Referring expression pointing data
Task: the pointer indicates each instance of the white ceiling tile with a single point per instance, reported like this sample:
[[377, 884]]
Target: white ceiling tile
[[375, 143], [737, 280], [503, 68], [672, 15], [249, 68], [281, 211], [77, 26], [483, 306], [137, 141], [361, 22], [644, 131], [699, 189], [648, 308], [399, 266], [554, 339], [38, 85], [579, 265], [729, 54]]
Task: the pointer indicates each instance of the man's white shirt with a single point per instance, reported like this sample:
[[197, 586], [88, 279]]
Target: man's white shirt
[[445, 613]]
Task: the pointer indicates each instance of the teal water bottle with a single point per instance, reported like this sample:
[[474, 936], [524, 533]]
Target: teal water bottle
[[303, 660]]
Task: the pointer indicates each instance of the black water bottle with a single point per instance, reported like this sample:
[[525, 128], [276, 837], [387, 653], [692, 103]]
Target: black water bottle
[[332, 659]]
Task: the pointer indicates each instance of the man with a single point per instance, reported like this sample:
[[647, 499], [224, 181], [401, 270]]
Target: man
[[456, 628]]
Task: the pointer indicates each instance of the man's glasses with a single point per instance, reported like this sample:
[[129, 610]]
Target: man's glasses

> Problem to solve:
Where does "glasses" appear in the records above? Copy every line that has it.

> Answer area:
Task: the pointer indicates each instance of the man's glasses with a single point per instance, reported like this sample:
Target: man's glasses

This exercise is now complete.